Provided entries:
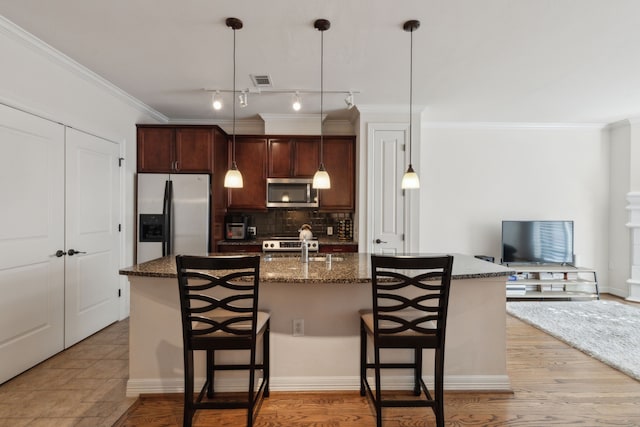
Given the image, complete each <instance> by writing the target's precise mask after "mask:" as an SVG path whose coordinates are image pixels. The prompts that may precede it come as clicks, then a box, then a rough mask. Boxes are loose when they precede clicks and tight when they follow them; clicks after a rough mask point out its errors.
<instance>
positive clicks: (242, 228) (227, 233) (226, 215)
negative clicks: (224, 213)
mask: <svg viewBox="0 0 640 427" xmlns="http://www.w3.org/2000/svg"><path fill="white" fill-rule="evenodd" d="M248 224H249V217H248V216H246V215H233V214H229V215H225V217H224V230H225V234H224V237H225V239H226V240H246V239H247V238H248V236H249V234H248V233H247V226H248Z"/></svg>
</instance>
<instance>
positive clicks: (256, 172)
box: [228, 136, 267, 210]
mask: <svg viewBox="0 0 640 427" xmlns="http://www.w3.org/2000/svg"><path fill="white" fill-rule="evenodd" d="M229 144H230V145H229V164H231V159H232V155H233V154H232V152H233V145H231V144H233V138H229ZM235 151H236V164H237V165H238V169H239V170H240V173H242V180H243V184H244V187H243V188H233V189H229V199H228V200H229V209H234V210H266V209H267V201H266V199H267V177H266V163H267V139H266V138H257V137H238V136H236V148H235Z"/></svg>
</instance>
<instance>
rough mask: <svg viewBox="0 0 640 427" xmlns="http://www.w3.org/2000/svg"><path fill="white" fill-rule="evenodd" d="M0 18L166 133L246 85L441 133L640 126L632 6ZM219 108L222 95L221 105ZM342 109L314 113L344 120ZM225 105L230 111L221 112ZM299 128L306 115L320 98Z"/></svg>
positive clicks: (469, 4)
mask: <svg viewBox="0 0 640 427" xmlns="http://www.w3.org/2000/svg"><path fill="white" fill-rule="evenodd" d="M0 14H2V15H3V16H4V17H5V18H7V19H8V20H10V21H12V22H13V23H15V24H17V25H18V26H20V27H22V28H23V29H25V30H26V31H28V32H30V33H31V34H33V35H35V36H36V37H38V38H39V39H41V40H43V41H45V42H46V43H48V44H49V45H51V46H53V47H54V48H56V49H58V50H59V51H61V52H63V53H64V54H66V55H68V56H69V57H71V58H72V59H74V60H76V61H77V62H79V63H80V64H82V65H84V66H86V67H87V68H89V69H90V70H92V71H94V72H95V73H97V74H99V75H100V76H102V77H103V78H105V79H107V80H109V81H111V82H112V83H113V84H115V85H116V86H118V87H120V88H121V89H122V90H124V91H126V92H127V93H129V94H130V95H132V96H133V97H135V98H137V99H139V100H141V101H142V102H144V103H145V104H147V105H149V106H150V107H151V108H153V109H155V110H157V111H159V112H160V113H162V114H164V115H165V116H167V117H168V118H170V119H171V120H174V121H179V120H192V121H193V120H196V121H197V120H203V121H205V120H206V121H212V120H214V121H215V120H228V119H229V118H230V117H231V108H226V109H225V110H224V111H220V112H214V111H213V110H212V109H211V107H210V94H208V93H206V92H205V91H203V89H204V88H209V89H216V88H221V89H228V90H230V89H231V88H232V84H233V77H232V70H233V68H232V46H233V31H232V30H231V29H229V28H228V27H226V25H225V19H226V18H227V17H231V16H233V17H237V18H240V19H241V20H242V21H243V22H244V28H243V29H241V30H239V31H237V33H236V37H237V88H238V89H241V88H252V87H253V83H252V81H251V79H250V77H249V75H250V74H264V73H267V74H269V75H271V77H272V80H273V89H303V90H315V91H317V90H319V89H320V33H319V32H318V31H317V30H315V29H314V28H313V22H314V20H315V19H317V18H326V19H329V20H330V21H331V29H330V30H328V31H327V32H325V33H324V46H325V55H324V63H325V67H324V89H325V90H327V91H334V90H335V91H348V90H357V91H360V92H361V93H360V94H357V95H356V105H357V106H358V107H360V108H363V109H364V108H374V109H376V110H377V109H379V108H381V106H383V105H384V106H387V108H390V109H391V108H395V110H396V111H398V108H404V107H406V108H407V112H408V102H409V43H410V35H409V33H407V32H405V31H403V29H402V24H403V23H404V22H405V21H406V20H408V19H418V20H420V21H421V26H420V29H419V30H417V31H416V32H415V33H414V105H415V107H414V108H415V109H422V108H424V117H425V119H426V120H429V121H438V122H452V121H453V122H458V121H465V122H487V121H489V122H529V123H531V122H535V123H545V122H546V123H610V122H615V121H617V120H621V119H625V118H629V117H637V116H640V52H639V50H638V47H640V25H638V17H640V1H639V0H398V1H391V0H242V1H240V0H102V1H99V0H55V1H52V0H0ZM227 96H229V95H227ZM290 98H291V96H290V95H278V96H276V95H259V96H258V95H250V97H249V106H248V107H247V108H243V109H240V108H239V107H238V108H237V115H238V118H255V117H256V115H257V114H259V113H270V114H288V113H291V112H292V111H291V108H290ZM343 100H344V95H336V94H326V95H325V102H324V104H325V112H328V113H329V116H330V117H333V118H341V117H346V116H347V112H346V110H345V109H344V107H345V104H344V101H343ZM230 101H231V99H230V98H229V99H228V100H227V105H229V103H230ZM303 102H304V107H303V110H302V111H301V113H318V112H319V107H320V105H319V104H320V97H319V96H318V95H309V96H307V97H305V98H304V99H303Z"/></svg>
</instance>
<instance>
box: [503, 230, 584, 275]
mask: <svg viewBox="0 0 640 427" xmlns="http://www.w3.org/2000/svg"><path fill="white" fill-rule="evenodd" d="M502 263H504V264H509V263H512V264H561V265H572V264H573V221H502Z"/></svg>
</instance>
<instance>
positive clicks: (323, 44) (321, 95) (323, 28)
mask: <svg viewBox="0 0 640 427" xmlns="http://www.w3.org/2000/svg"><path fill="white" fill-rule="evenodd" d="M313 26H314V28H315V29H316V30H318V31H320V166H319V167H318V171H317V172H316V173H315V175H313V183H312V184H311V186H312V187H313V188H318V189H327V188H331V178H330V177H329V173H328V172H327V170H326V169H325V168H324V158H323V155H324V136H323V132H322V123H323V120H322V116H323V112H324V111H323V107H324V32H325V31H326V30H328V29H329V28H330V27H331V22H329V21H328V20H326V19H317V20H316V22H314V24H313Z"/></svg>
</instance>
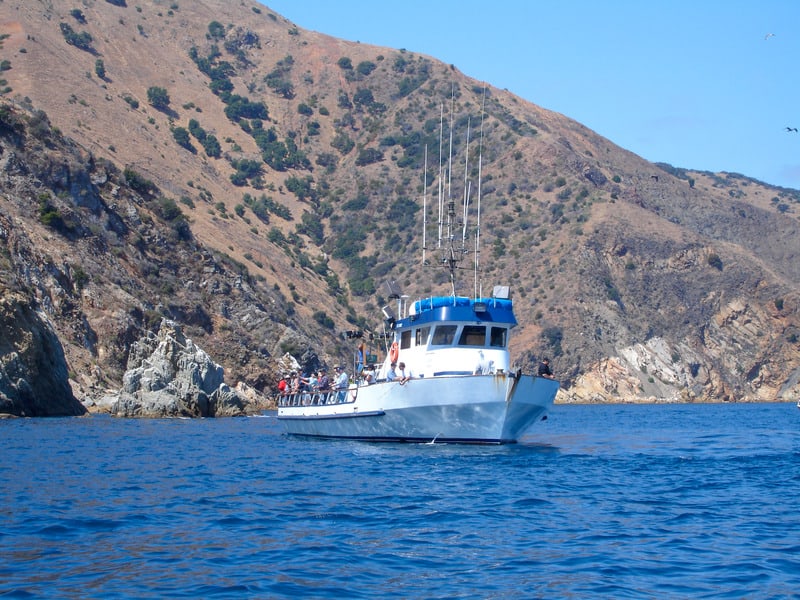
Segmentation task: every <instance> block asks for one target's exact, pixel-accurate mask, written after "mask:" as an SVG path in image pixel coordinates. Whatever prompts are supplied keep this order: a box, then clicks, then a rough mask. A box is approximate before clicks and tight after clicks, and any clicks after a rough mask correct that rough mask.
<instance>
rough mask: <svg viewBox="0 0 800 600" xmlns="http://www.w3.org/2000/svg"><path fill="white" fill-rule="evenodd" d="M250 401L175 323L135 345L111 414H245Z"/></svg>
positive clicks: (165, 323)
mask: <svg viewBox="0 0 800 600" xmlns="http://www.w3.org/2000/svg"><path fill="white" fill-rule="evenodd" d="M245 404H246V401H245V400H244V399H243V398H242V397H241V396H240V395H239V394H238V393H237V392H236V391H234V390H233V389H231V388H230V387H228V386H227V385H226V384H225V382H224V370H223V368H222V367H221V366H220V365H218V364H217V363H215V362H214V361H212V360H211V358H210V357H209V356H208V354H206V353H205V352H204V351H203V350H202V349H201V348H198V347H197V346H196V345H195V344H194V343H193V342H192V340H190V339H188V338H186V336H185V335H184V334H183V332H182V331H181V329H180V327H178V325H177V324H176V323H174V322H173V321H169V320H166V319H165V320H163V321H162V322H161V327H160V329H159V331H158V334H157V335H155V334H152V333H148V335H146V336H145V337H143V338H142V339H140V340H139V341H137V342H135V343H134V344H133V346H132V347H131V353H130V356H129V358H128V370H127V371H126V372H125V376H124V377H123V387H122V390H120V392H119V395H118V398H117V401H116V403H115V404H114V406H113V408H112V412H113V413H114V414H116V415H117V416H120V417H215V416H235V415H243V414H245V413H246V408H245Z"/></svg>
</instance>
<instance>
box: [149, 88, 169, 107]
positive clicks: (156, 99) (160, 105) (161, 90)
mask: <svg viewBox="0 0 800 600" xmlns="http://www.w3.org/2000/svg"><path fill="white" fill-rule="evenodd" d="M147 101H148V102H149V103H150V105H151V106H153V108H157V109H158V110H164V109H166V108H168V107H169V94H168V93H167V90H165V89H164V88H162V87H158V86H153V87H150V88H148V89H147Z"/></svg>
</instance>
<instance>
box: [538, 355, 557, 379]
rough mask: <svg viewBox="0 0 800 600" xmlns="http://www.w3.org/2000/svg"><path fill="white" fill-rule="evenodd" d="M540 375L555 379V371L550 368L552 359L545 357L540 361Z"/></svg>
mask: <svg viewBox="0 0 800 600" xmlns="http://www.w3.org/2000/svg"><path fill="white" fill-rule="evenodd" d="M539 377H547V378H548V379H555V377H554V376H553V371H552V370H551V369H550V359H549V358H543V359H542V362H540V363H539Z"/></svg>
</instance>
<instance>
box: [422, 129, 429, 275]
mask: <svg viewBox="0 0 800 600" xmlns="http://www.w3.org/2000/svg"><path fill="white" fill-rule="evenodd" d="M424 156H425V158H424V159H423V160H424V164H425V168H424V169H423V170H422V266H423V267H424V266H425V250H427V249H428V246H427V237H426V232H427V231H428V144H425V155H424Z"/></svg>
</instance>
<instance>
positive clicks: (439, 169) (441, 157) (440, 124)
mask: <svg viewBox="0 0 800 600" xmlns="http://www.w3.org/2000/svg"><path fill="white" fill-rule="evenodd" d="M443 137H444V103H442V104H441V105H440V108H439V241H438V243H437V245H436V248H437V249H438V250H441V248H442V225H443V223H444V221H443V219H442V217H443V216H444V215H443V212H444V204H443V203H444V189H443V186H444V176H443V173H442V169H443V168H444V155H443V150H442V138H443Z"/></svg>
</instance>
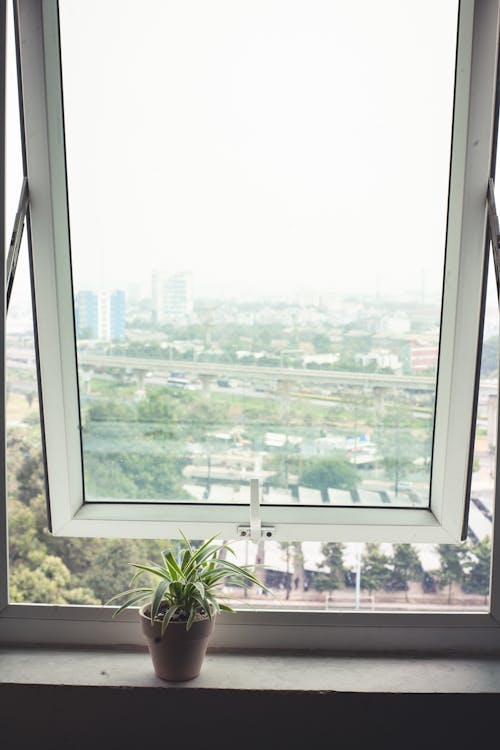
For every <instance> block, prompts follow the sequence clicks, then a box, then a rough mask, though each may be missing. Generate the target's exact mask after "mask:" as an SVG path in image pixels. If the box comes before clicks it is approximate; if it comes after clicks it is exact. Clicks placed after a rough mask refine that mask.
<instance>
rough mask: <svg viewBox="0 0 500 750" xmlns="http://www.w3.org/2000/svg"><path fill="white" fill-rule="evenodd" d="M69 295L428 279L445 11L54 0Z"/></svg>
mask: <svg viewBox="0 0 500 750" xmlns="http://www.w3.org/2000/svg"><path fill="white" fill-rule="evenodd" d="M60 12H61V36H62V47H63V50H62V52H63V75H64V86H65V109H66V138H67V153H68V166H69V194H70V212H71V227H72V248H73V255H74V264H75V274H76V285H77V287H79V288H85V287H86V286H94V287H95V286H104V287H106V286H108V287H118V286H124V287H126V286H127V285H128V284H129V283H131V282H134V281H143V280H144V281H147V280H149V279H150V276H151V270H152V269H153V268H155V267H157V268H163V269H165V270H172V271H175V270H184V269H189V270H192V271H193V274H194V280H195V291H196V292H197V293H198V294H202V295H207V294H210V295H212V296H214V295H219V294H222V293H228V294H234V292H236V293H237V292H238V291H240V292H242V291H245V290H247V291H248V290H251V291H252V292H255V293H259V292H263V293H269V292H275V293H277V294H280V293H285V294H287V293H290V292H293V291H295V290H296V289H297V288H299V287H300V288H302V289H311V290H313V291H321V290H323V291H325V290H331V291H343V292H349V291H354V292H357V291H375V289H376V288H377V287H378V290H379V291H380V292H381V293H384V292H388V291H397V290H400V289H403V290H404V289H411V288H413V289H416V290H420V288H421V284H422V274H425V284H426V287H427V288H428V289H439V288H440V286H441V264H442V257H443V247H444V232H445V217H446V197H447V183H448V169H449V142H450V128H451V111H452V96H453V91H452V89H453V76H454V70H453V68H454V55H455V37H456V14H457V2H456V0H440V2H435V0H420V2H418V3H415V2H414V1H412V2H409V1H407V0H381V1H380V2H376V3H374V2H373V1H372V0H357V2H356V3H350V2H345V0H343V1H342V2H334V1H333V0H307V1H306V0H210V1H208V0H183V2H171V1H169V0H141V2H131V1H130V0H86V2H84V3H83V2H81V0H60Z"/></svg>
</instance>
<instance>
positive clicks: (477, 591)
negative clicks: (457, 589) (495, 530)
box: [462, 537, 491, 603]
mask: <svg viewBox="0 0 500 750" xmlns="http://www.w3.org/2000/svg"><path fill="white" fill-rule="evenodd" d="M464 569H465V572H464V577H463V583H462V589H463V590H464V591H465V593H467V594H481V595H482V596H484V601H485V603H486V601H487V597H488V594H489V592H490V574H491V540H490V538H489V537H485V538H484V539H483V540H482V541H480V542H477V543H475V544H473V543H471V544H470V545H469V547H468V550H467V560H466V562H465V564H464Z"/></svg>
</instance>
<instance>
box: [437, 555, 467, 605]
mask: <svg viewBox="0 0 500 750" xmlns="http://www.w3.org/2000/svg"><path fill="white" fill-rule="evenodd" d="M438 553H439V586H440V588H444V587H445V586H448V604H451V589H452V586H453V584H454V583H458V584H461V583H462V581H463V577H464V570H463V563H464V558H465V553H466V551H465V549H464V547H460V546H457V545H455V544H439V545H438Z"/></svg>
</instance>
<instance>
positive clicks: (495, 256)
mask: <svg viewBox="0 0 500 750" xmlns="http://www.w3.org/2000/svg"><path fill="white" fill-rule="evenodd" d="M487 203H488V227H489V230H490V240H491V249H492V252H493V265H494V267H495V278H496V282H497V294H498V299H499V301H500V225H499V222H498V214H497V209H496V203H495V183H494V182H493V178H492V177H490V179H489V180H488V197H487Z"/></svg>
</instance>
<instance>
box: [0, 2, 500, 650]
mask: <svg viewBox="0 0 500 750" xmlns="http://www.w3.org/2000/svg"><path fill="white" fill-rule="evenodd" d="M487 2H488V4H489V5H490V6H492V5H493V4H494V5H495V6H496V5H497V2H496V0H491V1H490V0H487ZM4 10H5V7H4V3H0V35H1V34H2V30H3V25H4V21H5V16H4ZM2 65H3V63H2V62H0V68H1V67H2ZM2 73H3V71H2V70H0V78H1V77H2ZM3 106H4V102H3V100H2V103H1V105H0V116H2V120H3V114H4V112H3ZM1 135H2V131H1V126H0V147H1V146H2V142H3V138H2V137H1ZM0 192H3V180H2V187H1V188H0ZM2 207H3V204H2ZM0 213H1V214H2V218H1V220H0V225H2V224H3V210H1V211H0ZM2 228H3V227H2ZM3 277H4V265H3V264H2V270H1V272H0V282H2V286H1V288H2V289H5V283H4V278H3ZM4 326H5V299H4V301H3V304H2V306H1V309H0V334H1V335H0V361H1V363H2V369H3V366H4V361H5V348H4ZM0 412H1V413H2V415H4V414H5V391H4V389H3V388H2V389H0ZM0 437H1V440H2V450H0V643H4V644H14V643H18V644H22V643H30V644H33V643H40V644H42V643H43V644H57V645H64V644H79V645H87V646H91V645H94V644H98V645H100V646H105V645H113V646H126V645H139V644H140V645H143V641H142V638H141V635H140V628H139V627H138V622H137V619H136V612H135V611H133V610H131V611H127V612H125V613H123V616H122V618H120V619H119V620H117V621H112V620H111V611H112V608H110V607H86V606H79V607H75V606H52V605H22V604H9V603H8V540H7V502H6V499H7V498H6V486H5V450H4V448H5V421H4V420H3V419H2V423H1V427H0ZM498 464H499V460H498V457H497V472H498V468H499V466H498ZM497 475H498V473H497ZM498 494H499V489H498V486H497V489H496V500H495V504H496V507H497V508H498V507H499V502H500V501H499V500H498ZM498 524H500V513H495V517H494V535H493V536H494V540H498V539H500V533H497V532H500V529H499V528H498ZM499 582H500V549H499V542H498V541H495V544H494V551H493V562H492V586H491V606H490V611H489V612H488V613H484V614H474V613H464V614H443V613H439V614H435V615H428V614H391V613H387V614H386V613H342V614H338V613H323V612H272V611H269V612H262V611H260V612H259V611H251V612H245V611H243V612H238V613H236V614H234V615H224V616H222V617H221V618H220V621H219V622H218V625H217V628H216V630H215V634H214V639H213V641H212V646H213V647H216V648H217V647H232V648H240V649H242V648H254V649H260V648H272V649H291V648H301V649H302V648H308V649H317V650H320V649H328V650H335V651H349V650H352V651H381V652H387V651H401V650H410V651H413V650H416V649H418V650H420V651H422V650H425V651H429V652H430V651H440V652H442V651H443V650H444V651H448V652H461V653H464V652H466V653H470V654H472V653H498V652H499V650H500V585H499Z"/></svg>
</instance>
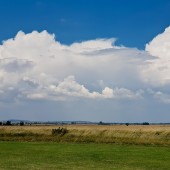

Work to be completed: Report every line of the data above that contains the string "positive", treating uppercase and lowercase letters as distinct.

Final answer:
positive clicks: (242, 228) (227, 233) (226, 215)
positive clicks: (256, 172)
positive clicks: (469, 4)
positive clicks: (323, 44) (321, 95) (323, 28)
positive clicks: (165, 323)
positive clicks: (156, 99) (160, 105) (161, 90)
positive clicks: (439, 169) (441, 157) (440, 124)
positive clicks: (477, 591)
positive clicks: (495, 256)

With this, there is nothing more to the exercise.